What to produce
Output as a JSON list of strings the rows starting at the line containing "of the stone" and ending at the line containing "<point>417,305</point>", one string per line and both end lines included. Leave out any blank lines.

Records from a dataset
* Begin *
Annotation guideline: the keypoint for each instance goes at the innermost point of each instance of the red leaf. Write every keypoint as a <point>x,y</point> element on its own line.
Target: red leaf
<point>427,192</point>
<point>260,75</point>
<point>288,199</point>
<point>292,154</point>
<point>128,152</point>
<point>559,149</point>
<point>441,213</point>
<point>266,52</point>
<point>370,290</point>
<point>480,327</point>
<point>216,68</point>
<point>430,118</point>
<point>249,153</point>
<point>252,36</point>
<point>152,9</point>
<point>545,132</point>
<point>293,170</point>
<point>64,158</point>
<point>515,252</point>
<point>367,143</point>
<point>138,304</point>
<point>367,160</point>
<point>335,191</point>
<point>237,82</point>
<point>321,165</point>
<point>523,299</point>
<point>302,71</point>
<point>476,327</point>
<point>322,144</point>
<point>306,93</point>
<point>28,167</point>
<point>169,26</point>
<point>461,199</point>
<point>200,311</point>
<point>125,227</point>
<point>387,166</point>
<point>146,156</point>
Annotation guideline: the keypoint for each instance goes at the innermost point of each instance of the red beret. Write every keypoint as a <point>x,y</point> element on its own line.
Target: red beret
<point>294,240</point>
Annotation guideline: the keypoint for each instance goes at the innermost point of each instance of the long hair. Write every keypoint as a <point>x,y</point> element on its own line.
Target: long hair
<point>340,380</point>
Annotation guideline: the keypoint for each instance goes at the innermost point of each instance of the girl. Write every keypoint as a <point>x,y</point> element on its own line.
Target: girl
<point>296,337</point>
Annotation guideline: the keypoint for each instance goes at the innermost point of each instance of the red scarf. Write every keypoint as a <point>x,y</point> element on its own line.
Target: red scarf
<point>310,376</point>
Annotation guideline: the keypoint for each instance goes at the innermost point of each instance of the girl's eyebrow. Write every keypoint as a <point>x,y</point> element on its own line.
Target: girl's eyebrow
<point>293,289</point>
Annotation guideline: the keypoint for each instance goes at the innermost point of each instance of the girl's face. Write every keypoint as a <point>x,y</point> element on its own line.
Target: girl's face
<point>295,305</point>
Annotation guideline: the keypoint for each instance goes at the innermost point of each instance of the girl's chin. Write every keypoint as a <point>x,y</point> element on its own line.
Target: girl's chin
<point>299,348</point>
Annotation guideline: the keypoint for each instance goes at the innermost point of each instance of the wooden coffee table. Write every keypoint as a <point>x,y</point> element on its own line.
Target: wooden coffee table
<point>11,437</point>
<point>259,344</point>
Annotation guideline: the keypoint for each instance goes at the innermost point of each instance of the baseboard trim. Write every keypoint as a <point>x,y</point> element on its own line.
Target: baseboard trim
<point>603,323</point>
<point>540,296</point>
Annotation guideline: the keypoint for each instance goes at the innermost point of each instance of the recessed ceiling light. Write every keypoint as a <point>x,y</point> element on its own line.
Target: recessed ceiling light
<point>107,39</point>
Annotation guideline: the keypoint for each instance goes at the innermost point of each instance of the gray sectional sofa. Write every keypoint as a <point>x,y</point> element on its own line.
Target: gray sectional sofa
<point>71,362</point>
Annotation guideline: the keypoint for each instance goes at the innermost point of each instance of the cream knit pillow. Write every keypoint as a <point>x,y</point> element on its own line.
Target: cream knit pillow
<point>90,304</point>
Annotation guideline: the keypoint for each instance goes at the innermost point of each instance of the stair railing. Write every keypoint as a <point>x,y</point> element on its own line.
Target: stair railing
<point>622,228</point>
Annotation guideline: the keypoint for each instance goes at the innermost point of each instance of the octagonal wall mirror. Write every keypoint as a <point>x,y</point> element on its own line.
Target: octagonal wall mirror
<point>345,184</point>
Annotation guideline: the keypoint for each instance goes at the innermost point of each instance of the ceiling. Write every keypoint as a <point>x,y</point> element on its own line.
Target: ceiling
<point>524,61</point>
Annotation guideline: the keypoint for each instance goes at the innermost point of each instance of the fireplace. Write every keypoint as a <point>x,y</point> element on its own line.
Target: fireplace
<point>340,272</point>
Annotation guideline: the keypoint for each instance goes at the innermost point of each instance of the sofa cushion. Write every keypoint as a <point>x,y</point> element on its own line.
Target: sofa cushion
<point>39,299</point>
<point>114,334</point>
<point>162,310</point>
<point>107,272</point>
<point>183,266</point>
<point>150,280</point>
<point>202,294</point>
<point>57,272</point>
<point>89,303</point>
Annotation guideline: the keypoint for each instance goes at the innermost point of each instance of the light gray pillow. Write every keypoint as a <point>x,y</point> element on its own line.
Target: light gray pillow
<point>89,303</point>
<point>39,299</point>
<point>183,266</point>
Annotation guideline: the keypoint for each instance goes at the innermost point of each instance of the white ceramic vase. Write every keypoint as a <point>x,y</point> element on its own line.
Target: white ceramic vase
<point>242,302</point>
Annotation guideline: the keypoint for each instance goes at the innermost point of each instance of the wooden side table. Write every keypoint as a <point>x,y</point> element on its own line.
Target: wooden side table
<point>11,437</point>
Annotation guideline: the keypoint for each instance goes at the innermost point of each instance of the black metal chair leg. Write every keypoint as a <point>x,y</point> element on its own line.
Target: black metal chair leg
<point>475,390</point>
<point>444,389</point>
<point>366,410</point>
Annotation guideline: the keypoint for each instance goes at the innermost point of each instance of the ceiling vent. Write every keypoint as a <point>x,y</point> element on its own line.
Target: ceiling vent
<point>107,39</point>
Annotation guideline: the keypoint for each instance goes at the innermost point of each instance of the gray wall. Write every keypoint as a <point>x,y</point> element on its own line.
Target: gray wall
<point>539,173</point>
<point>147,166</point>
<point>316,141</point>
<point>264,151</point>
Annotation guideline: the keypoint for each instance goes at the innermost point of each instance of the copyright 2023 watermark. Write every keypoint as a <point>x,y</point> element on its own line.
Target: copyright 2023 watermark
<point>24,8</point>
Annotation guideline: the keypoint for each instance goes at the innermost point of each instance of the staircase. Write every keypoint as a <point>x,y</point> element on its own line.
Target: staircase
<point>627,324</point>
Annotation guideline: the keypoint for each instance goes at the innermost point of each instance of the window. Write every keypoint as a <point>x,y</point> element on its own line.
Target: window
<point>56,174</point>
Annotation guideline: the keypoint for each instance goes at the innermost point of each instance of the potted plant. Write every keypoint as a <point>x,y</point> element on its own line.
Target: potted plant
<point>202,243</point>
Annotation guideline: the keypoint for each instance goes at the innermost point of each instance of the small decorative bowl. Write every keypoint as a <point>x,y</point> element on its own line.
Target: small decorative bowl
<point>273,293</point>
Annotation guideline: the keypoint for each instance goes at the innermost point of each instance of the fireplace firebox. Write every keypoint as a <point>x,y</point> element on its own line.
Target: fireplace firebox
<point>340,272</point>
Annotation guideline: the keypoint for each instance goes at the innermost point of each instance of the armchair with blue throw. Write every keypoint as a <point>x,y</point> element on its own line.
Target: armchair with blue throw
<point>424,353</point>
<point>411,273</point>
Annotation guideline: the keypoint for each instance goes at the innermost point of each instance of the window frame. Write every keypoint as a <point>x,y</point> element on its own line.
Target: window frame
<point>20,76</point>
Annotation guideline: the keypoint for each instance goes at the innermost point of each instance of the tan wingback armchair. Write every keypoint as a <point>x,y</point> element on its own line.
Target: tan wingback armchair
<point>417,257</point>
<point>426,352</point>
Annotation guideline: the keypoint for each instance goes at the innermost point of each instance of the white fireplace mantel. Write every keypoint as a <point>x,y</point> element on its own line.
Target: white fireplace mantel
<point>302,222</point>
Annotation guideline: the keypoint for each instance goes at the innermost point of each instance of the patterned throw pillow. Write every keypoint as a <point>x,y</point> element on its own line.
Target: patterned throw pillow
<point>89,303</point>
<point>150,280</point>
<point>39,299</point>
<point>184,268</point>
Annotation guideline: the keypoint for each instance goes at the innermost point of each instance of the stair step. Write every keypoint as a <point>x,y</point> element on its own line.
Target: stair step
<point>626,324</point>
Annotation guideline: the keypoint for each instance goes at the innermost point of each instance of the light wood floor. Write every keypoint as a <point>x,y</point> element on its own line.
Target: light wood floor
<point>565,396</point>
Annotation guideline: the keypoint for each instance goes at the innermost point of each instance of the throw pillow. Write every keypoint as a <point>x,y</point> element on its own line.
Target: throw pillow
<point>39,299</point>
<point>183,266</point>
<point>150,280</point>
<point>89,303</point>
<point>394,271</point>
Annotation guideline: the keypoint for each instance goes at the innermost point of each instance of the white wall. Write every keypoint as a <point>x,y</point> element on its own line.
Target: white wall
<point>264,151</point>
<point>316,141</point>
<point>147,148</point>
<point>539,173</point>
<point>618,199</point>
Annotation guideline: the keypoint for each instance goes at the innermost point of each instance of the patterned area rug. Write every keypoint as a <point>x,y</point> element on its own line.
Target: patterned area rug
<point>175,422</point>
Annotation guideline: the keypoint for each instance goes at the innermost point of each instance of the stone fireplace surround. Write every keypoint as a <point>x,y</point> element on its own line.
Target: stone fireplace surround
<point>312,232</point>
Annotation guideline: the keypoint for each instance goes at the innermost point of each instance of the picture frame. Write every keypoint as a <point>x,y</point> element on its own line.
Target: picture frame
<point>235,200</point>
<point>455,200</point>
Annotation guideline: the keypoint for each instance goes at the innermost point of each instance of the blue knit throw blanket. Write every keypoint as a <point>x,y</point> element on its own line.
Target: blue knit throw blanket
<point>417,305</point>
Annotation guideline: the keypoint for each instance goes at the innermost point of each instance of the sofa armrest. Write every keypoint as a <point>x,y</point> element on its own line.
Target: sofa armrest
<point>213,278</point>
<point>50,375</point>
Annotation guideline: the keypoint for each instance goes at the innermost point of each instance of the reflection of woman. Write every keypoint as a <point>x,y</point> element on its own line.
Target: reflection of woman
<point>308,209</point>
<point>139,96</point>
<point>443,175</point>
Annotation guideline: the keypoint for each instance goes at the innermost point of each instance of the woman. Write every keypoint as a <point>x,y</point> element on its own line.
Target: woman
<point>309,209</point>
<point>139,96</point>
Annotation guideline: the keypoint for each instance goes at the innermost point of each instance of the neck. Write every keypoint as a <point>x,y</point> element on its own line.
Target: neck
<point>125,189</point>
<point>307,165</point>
* End *
* Begin *
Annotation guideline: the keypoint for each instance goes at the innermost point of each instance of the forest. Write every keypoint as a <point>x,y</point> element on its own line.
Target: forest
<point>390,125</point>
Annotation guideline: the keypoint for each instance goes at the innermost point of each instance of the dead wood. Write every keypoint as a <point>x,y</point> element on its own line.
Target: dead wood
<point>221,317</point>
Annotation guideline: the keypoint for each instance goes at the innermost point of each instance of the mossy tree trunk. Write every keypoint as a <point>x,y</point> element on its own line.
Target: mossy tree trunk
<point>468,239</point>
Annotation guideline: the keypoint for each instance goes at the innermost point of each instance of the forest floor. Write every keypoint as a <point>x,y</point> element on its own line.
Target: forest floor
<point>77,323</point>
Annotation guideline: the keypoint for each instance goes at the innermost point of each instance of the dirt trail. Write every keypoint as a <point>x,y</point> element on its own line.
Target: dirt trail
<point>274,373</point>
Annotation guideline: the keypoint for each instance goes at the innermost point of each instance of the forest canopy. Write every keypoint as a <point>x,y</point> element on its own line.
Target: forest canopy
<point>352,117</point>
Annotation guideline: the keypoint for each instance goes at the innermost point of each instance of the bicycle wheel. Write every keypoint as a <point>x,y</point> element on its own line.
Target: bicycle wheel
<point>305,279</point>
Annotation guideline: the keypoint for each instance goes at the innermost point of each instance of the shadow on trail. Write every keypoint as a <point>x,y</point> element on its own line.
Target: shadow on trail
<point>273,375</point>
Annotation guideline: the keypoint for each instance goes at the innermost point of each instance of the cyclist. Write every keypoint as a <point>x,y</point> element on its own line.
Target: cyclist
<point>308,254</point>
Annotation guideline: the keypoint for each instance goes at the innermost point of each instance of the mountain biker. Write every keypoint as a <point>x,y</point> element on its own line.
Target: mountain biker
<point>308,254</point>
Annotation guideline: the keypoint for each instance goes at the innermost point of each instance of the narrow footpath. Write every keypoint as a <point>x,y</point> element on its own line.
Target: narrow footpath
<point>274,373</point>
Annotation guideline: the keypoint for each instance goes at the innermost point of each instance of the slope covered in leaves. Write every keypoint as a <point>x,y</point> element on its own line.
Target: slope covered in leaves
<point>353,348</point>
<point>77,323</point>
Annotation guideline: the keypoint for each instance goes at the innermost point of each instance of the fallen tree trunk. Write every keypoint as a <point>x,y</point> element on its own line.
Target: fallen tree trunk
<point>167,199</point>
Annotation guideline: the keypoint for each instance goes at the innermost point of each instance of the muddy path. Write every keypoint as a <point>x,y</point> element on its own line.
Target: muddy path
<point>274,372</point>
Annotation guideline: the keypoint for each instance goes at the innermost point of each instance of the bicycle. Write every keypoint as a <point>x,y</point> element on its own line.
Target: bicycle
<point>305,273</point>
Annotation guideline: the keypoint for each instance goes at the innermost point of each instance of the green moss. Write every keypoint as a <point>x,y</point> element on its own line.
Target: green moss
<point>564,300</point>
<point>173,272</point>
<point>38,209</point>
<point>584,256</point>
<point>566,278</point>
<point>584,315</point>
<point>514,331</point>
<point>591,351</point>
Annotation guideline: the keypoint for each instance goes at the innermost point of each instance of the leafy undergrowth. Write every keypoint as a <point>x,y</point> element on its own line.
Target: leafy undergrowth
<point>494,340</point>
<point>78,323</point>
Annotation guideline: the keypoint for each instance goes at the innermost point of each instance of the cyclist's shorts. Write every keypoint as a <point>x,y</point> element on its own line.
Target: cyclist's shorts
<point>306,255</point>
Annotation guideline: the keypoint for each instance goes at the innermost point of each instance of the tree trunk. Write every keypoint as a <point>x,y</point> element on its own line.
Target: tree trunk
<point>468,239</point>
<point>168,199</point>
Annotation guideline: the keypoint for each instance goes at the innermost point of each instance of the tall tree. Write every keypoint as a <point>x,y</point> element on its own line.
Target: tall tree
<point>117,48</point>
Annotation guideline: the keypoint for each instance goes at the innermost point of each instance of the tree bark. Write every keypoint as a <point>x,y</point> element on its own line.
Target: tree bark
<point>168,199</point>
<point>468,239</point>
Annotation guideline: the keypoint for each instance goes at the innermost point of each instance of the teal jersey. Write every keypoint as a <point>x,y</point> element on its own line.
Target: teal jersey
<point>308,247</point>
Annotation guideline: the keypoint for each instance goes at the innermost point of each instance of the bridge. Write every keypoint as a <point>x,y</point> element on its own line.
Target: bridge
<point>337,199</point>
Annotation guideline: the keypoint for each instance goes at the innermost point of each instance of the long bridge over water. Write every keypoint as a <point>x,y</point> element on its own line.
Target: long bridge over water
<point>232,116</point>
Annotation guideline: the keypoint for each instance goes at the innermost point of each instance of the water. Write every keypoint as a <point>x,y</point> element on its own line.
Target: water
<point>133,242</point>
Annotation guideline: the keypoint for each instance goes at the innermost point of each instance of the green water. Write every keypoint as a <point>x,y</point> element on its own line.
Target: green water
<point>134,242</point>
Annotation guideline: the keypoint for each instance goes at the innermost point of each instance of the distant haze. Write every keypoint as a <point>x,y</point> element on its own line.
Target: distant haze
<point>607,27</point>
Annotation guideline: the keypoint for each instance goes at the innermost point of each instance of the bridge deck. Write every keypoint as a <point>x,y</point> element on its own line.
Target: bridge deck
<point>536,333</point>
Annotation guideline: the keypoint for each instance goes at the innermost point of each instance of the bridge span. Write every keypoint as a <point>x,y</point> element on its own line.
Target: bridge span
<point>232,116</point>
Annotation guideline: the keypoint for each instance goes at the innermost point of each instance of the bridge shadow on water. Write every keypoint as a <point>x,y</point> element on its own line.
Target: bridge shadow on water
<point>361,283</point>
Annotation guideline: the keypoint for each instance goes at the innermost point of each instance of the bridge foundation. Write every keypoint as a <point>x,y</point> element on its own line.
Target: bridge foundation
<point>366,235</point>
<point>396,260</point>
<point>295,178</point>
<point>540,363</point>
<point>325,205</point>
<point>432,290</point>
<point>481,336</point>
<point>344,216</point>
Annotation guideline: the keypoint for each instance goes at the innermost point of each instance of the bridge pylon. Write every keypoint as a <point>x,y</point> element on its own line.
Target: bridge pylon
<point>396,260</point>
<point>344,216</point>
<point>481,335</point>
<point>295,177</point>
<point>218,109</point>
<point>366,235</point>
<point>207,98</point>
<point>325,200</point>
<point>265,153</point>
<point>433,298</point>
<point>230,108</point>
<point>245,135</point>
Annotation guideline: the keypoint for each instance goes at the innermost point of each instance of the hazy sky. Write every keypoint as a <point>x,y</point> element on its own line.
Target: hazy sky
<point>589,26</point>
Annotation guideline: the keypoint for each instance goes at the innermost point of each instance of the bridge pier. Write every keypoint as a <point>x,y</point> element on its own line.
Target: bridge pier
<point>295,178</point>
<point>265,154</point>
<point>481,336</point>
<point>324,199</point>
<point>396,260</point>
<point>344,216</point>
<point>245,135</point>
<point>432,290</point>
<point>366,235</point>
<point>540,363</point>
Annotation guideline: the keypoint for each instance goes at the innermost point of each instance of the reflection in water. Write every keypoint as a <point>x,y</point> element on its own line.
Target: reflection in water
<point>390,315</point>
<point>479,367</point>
* End *
* Begin *
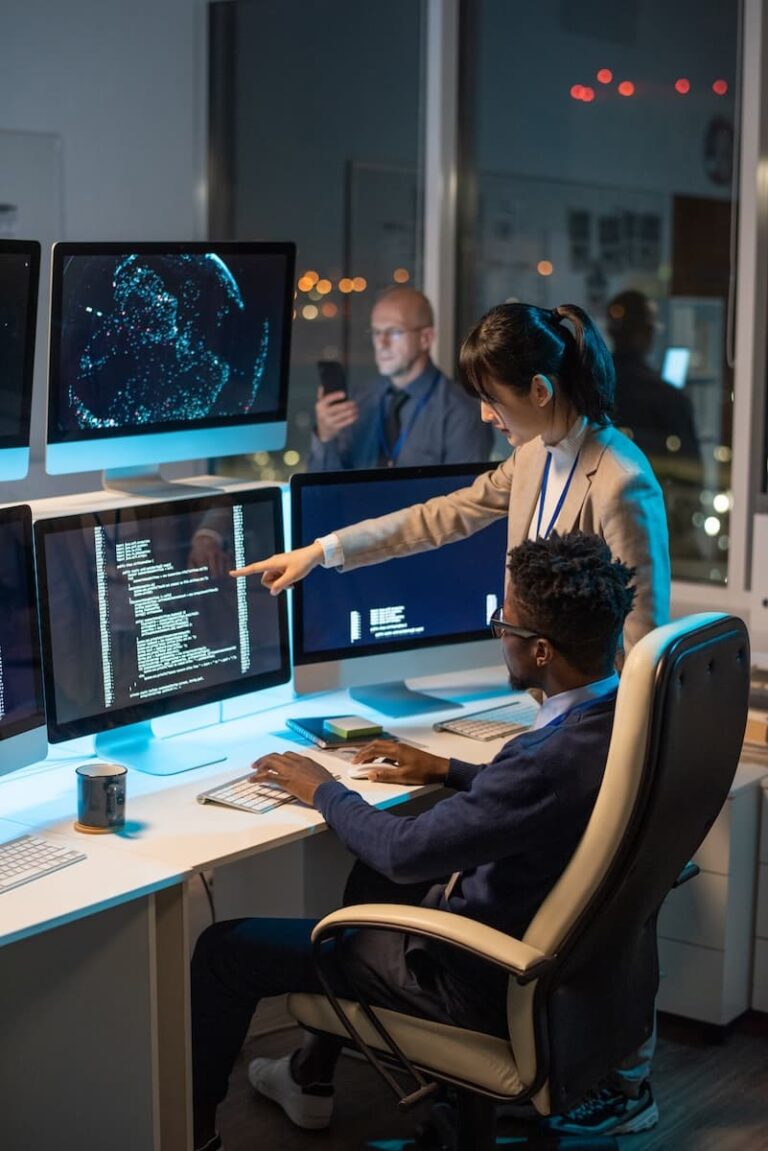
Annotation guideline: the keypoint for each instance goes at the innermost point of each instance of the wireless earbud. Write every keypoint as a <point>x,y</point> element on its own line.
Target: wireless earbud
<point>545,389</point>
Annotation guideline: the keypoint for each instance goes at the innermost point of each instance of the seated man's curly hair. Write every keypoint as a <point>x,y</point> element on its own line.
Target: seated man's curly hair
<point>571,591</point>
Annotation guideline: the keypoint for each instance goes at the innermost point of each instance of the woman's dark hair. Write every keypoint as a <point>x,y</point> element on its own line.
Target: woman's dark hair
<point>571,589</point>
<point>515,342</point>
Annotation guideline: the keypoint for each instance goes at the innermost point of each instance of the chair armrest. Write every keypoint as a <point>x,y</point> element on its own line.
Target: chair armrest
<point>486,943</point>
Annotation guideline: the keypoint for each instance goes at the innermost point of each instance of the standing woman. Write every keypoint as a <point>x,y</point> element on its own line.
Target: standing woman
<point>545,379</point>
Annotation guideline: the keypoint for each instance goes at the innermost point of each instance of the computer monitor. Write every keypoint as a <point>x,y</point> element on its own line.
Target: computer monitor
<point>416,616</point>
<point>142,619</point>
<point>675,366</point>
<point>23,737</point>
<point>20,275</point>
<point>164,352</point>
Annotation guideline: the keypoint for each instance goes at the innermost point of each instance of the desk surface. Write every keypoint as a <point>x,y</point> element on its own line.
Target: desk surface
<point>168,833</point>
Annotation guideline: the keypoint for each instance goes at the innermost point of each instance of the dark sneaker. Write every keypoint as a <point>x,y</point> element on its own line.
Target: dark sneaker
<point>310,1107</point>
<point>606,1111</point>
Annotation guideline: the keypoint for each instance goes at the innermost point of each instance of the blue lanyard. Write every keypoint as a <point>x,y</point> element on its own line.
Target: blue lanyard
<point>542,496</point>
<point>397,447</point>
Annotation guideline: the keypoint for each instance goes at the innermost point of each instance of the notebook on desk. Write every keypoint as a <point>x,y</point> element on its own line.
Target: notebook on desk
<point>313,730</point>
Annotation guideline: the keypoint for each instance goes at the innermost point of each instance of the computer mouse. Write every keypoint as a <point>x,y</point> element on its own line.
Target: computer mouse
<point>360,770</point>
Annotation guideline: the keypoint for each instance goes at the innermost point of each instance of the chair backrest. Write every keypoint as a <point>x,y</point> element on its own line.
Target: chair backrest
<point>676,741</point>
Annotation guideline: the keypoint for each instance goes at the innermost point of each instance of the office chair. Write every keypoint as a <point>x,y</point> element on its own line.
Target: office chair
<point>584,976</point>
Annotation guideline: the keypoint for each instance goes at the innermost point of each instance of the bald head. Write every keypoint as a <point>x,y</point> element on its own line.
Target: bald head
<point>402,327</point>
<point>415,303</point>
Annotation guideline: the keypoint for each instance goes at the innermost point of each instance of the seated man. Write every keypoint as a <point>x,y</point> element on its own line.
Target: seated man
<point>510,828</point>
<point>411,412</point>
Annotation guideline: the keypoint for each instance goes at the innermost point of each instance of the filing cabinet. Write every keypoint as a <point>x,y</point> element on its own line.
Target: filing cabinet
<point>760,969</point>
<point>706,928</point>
* End *
Solved exercise
[
  "Annotation guideline: the keypoint for each instance goes at the innermost point of each instance of the stone fireplace surround. Write every keypoint as a <point>x,y</point> element on its own line.",
  "Target: stone fireplace surround",
  "<point>312,232</point>",
  "Annotation guideline: the keypoint for each instance goes at the innermost point of each instance of the picture frame. Write every keypoint as a <point>x,y</point> element on its own line.",
  "Target: picture frame",
  "<point>235,200</point>",
  "<point>455,200</point>",
  "Annotation guideline: the keypoint for each instance goes at the innermost point of each instance of the blue knit throw blanket. Write every keypoint as a <point>x,y</point> element on its own line.",
  "Target: blue knit throw blanket",
  "<point>417,305</point>"
]